Task
Please restate the data exactly, from the first line to the last.

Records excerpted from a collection

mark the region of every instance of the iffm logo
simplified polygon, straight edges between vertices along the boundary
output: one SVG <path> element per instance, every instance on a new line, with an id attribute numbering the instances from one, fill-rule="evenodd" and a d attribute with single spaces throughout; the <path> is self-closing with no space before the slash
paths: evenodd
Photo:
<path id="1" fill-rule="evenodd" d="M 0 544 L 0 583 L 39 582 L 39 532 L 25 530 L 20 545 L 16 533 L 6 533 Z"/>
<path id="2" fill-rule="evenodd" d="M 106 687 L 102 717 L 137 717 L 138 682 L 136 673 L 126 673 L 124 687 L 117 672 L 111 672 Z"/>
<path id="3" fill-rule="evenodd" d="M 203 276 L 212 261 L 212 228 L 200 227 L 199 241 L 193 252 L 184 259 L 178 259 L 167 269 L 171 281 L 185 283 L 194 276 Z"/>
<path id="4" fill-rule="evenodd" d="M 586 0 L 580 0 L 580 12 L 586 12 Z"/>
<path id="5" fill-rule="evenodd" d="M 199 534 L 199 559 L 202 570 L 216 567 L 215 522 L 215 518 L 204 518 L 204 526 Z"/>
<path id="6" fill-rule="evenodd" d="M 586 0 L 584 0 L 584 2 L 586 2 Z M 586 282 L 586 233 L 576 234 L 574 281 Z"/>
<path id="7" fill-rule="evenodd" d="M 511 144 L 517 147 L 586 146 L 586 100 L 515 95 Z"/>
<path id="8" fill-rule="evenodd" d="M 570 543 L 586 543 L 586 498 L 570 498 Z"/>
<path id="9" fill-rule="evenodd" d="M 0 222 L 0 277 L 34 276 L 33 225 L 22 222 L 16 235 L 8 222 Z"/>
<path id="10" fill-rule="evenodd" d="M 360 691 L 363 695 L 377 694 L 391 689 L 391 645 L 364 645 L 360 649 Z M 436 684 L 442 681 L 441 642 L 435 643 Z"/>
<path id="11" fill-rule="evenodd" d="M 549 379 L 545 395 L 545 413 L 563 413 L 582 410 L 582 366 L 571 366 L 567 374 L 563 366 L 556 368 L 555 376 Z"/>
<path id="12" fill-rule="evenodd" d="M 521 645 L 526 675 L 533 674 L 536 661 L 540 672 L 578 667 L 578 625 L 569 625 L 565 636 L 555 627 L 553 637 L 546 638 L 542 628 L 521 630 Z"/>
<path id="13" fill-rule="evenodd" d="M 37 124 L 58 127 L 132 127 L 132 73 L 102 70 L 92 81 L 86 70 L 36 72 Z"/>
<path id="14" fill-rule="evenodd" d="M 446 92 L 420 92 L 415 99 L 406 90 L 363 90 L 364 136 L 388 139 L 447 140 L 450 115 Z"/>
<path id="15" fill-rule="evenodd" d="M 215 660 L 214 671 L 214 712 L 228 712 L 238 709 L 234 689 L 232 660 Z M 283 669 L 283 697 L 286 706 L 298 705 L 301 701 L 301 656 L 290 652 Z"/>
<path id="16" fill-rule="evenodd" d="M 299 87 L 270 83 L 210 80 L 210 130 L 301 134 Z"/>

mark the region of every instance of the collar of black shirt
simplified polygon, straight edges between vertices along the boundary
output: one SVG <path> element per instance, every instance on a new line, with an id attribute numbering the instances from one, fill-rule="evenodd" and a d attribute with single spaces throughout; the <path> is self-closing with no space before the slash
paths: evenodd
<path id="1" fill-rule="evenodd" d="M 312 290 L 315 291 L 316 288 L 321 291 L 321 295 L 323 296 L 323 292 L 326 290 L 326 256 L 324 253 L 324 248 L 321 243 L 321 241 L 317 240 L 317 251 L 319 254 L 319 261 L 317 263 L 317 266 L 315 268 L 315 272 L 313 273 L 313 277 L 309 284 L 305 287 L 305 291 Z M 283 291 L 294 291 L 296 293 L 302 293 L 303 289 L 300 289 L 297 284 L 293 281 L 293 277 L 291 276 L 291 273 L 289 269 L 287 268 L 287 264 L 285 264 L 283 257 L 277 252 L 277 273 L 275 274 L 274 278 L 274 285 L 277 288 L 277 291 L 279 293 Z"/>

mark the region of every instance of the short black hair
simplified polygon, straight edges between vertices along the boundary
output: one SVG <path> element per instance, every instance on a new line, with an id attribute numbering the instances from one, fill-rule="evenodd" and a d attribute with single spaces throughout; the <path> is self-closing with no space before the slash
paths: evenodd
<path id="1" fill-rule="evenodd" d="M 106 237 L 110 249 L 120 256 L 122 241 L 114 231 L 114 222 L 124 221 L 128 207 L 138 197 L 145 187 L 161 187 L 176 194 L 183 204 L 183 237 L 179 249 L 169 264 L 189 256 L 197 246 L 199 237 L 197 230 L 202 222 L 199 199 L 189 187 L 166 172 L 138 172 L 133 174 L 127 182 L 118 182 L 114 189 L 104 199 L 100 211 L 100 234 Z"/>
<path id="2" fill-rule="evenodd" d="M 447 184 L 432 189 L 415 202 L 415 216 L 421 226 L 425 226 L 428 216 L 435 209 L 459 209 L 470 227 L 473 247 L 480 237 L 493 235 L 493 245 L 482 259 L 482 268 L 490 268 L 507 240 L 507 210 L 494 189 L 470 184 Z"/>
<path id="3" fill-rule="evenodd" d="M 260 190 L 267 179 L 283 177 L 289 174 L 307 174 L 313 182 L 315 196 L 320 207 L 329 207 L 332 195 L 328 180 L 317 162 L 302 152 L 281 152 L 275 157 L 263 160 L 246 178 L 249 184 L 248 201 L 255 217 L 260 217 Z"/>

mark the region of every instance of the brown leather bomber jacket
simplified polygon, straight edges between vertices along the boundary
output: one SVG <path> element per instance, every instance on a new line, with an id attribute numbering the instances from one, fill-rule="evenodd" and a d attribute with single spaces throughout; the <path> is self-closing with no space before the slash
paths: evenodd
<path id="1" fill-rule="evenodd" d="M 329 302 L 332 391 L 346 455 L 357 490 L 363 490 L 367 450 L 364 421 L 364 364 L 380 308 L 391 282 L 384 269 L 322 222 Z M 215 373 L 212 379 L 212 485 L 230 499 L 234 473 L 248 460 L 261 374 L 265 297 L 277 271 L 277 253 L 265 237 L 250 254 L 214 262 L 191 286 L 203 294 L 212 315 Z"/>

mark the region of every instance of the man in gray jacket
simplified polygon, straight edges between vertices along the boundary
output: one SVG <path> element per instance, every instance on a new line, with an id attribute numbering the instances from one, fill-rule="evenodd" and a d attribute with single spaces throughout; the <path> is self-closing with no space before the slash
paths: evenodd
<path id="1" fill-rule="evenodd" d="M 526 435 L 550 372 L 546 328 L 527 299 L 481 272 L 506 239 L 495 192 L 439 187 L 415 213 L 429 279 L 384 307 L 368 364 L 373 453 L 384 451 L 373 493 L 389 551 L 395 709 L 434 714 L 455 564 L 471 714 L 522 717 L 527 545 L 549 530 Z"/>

Reply
mark the region of every instance of the iffm logo
simplified polygon, straight edges between vertices along the boundary
output: one SVG <path> element per instance, every instance on a new line, with an id attribute numbering the instances from one, fill-rule="evenodd" and a d attribute with single spaces throughout; the <path> is self-closing with no space before the slash
paths: evenodd
Photo:
<path id="1" fill-rule="evenodd" d="M 0 544 L 0 583 L 39 582 L 39 532 L 25 530 L 20 545 L 16 533 L 6 533 Z"/>
<path id="2" fill-rule="evenodd" d="M 106 687 L 102 717 L 137 717 L 138 682 L 136 673 L 126 673 L 124 687 L 117 672 L 111 672 Z"/>
<path id="3" fill-rule="evenodd" d="M 203 276 L 212 261 L 212 228 L 200 227 L 199 241 L 193 252 L 184 259 L 178 259 L 167 269 L 171 281 L 185 283 L 194 276 Z"/>
<path id="4" fill-rule="evenodd" d="M 586 0 L 580 0 L 580 12 L 586 12 Z"/>
<path id="5" fill-rule="evenodd" d="M 199 534 L 199 559 L 202 570 L 216 567 L 215 522 L 215 518 L 204 518 L 204 526 Z"/>
<path id="6" fill-rule="evenodd" d="M 586 0 L 584 0 L 584 2 L 586 2 Z M 586 282 L 586 233 L 576 234 L 574 281 Z"/>
<path id="7" fill-rule="evenodd" d="M 511 144 L 517 147 L 586 146 L 586 100 L 515 95 Z"/>
<path id="8" fill-rule="evenodd" d="M 570 543 L 586 543 L 586 498 L 570 498 Z"/>
<path id="9" fill-rule="evenodd" d="M 0 222 L 0 277 L 34 276 L 33 225 L 22 222 L 16 235 L 8 222 Z"/>
<path id="10" fill-rule="evenodd" d="M 360 691 L 363 695 L 377 694 L 391 689 L 391 645 L 364 645 L 360 649 Z M 436 684 L 442 681 L 441 642 L 435 643 Z"/>
<path id="11" fill-rule="evenodd" d="M 549 379 L 545 395 L 545 413 L 563 413 L 582 410 L 582 366 L 571 366 L 567 374 L 563 366 L 556 368 L 555 376 Z"/>
<path id="12" fill-rule="evenodd" d="M 521 645 L 526 675 L 533 674 L 536 661 L 540 672 L 578 667 L 578 625 L 569 625 L 565 636 L 555 627 L 553 637 L 546 638 L 542 628 L 521 630 Z"/>
<path id="13" fill-rule="evenodd" d="M 37 124 L 58 127 L 132 127 L 132 73 L 102 70 L 92 81 L 86 70 L 36 72 Z"/>
<path id="14" fill-rule="evenodd" d="M 446 92 L 420 92 L 415 99 L 406 90 L 363 90 L 364 136 L 388 139 L 447 140 L 450 115 Z"/>
<path id="15" fill-rule="evenodd" d="M 215 660 L 214 671 L 214 712 L 228 712 L 238 709 L 234 689 L 232 660 Z M 283 669 L 283 697 L 286 706 L 298 705 L 301 701 L 301 656 L 290 652 Z"/>
<path id="16" fill-rule="evenodd" d="M 299 87 L 270 83 L 210 80 L 210 130 L 301 134 Z"/>

mark the region of every instance of the collar of black shirt
simplified polygon, straight edges between vertices along the boundary
output: one SVG <path> element per instance, every instance on a new line, with an id attribute numbering the instances from one, fill-rule="evenodd" and a d attribute with single spaces throughout; the <path> is self-closing with no space before the slash
paths: evenodd
<path id="1" fill-rule="evenodd" d="M 312 290 L 315 291 L 316 288 L 321 291 L 321 295 L 323 296 L 323 292 L 326 290 L 326 256 L 324 253 L 324 248 L 321 243 L 321 241 L 317 240 L 317 251 L 319 254 L 319 261 L 317 263 L 317 266 L 315 268 L 315 272 L 313 273 L 313 277 L 309 284 L 305 287 L 305 291 Z M 283 291 L 294 291 L 296 293 L 302 293 L 303 289 L 300 289 L 297 284 L 293 281 L 293 277 L 291 276 L 291 273 L 289 269 L 287 268 L 287 264 L 285 264 L 283 257 L 277 252 L 277 273 L 275 274 L 274 278 L 274 285 L 277 288 L 277 291 L 279 293 Z"/>

mark the region of every instance of the short black hair
simplified polygon, straight edges between vertices along the boundary
output: one SVG <path> element per instance, every instance on a new line, with an id attribute numbering the instances from one, fill-rule="evenodd" and a d attribute with single spaces throughout; the <path> is self-closing with no space before the slash
paths: evenodd
<path id="1" fill-rule="evenodd" d="M 106 237 L 110 249 L 120 256 L 122 241 L 114 231 L 114 222 L 124 221 L 128 207 L 138 197 L 145 187 L 161 187 L 176 194 L 183 204 L 183 237 L 179 249 L 169 264 L 189 256 L 197 246 L 199 237 L 197 230 L 202 222 L 199 199 L 189 187 L 166 172 L 138 172 L 133 174 L 127 182 L 118 182 L 114 189 L 104 199 L 100 211 L 100 234 Z"/>
<path id="2" fill-rule="evenodd" d="M 447 184 L 432 189 L 415 202 L 415 216 L 421 226 L 425 226 L 428 216 L 435 209 L 459 209 L 470 227 L 473 247 L 480 237 L 493 235 L 493 245 L 482 259 L 482 268 L 490 268 L 507 240 L 507 210 L 494 189 L 470 184 Z"/>
<path id="3" fill-rule="evenodd" d="M 260 190 L 267 179 L 283 177 L 289 174 L 307 174 L 313 182 L 315 196 L 320 207 L 329 207 L 332 195 L 328 180 L 317 162 L 302 152 L 281 152 L 275 157 L 263 160 L 246 178 L 249 184 L 248 201 L 255 217 L 260 217 Z"/>

mark the region of every instance of the brown leather bomber jacket
simplified polygon, straight edges between vertices along the boundary
output: one SVG <path> element per instance, every instance on a new line, with an id attribute numbering the instances from one, fill-rule="evenodd" and a d attribute with single spaces throughout; the <path> is self-closing with no space before the slash
paths: evenodd
<path id="1" fill-rule="evenodd" d="M 329 302 L 332 391 L 346 455 L 357 490 L 363 490 L 367 450 L 364 421 L 364 364 L 380 308 L 391 282 L 384 269 L 322 222 Z M 215 373 L 212 379 L 212 485 L 230 499 L 234 473 L 248 460 L 261 374 L 265 297 L 277 271 L 277 253 L 265 237 L 250 254 L 214 262 L 191 286 L 203 294 L 212 315 Z"/>

mark the region of every instance of the man in gray jacket
simplified polygon, straight edges between vertices along the boundary
output: one SVG <path> element per instance, every instance on a new line, with an id attribute numbering the instances from one, fill-rule="evenodd" and a d attribute with single spaces throughout; the <path> is self-closing with no space before the slash
paths: evenodd
<path id="1" fill-rule="evenodd" d="M 526 435 L 550 372 L 546 328 L 527 299 L 481 272 L 506 239 L 495 192 L 439 187 L 415 213 L 429 279 L 384 307 L 368 364 L 373 453 L 384 451 L 373 493 L 389 551 L 395 709 L 434 714 L 455 564 L 471 714 L 522 717 L 527 545 L 549 530 Z"/>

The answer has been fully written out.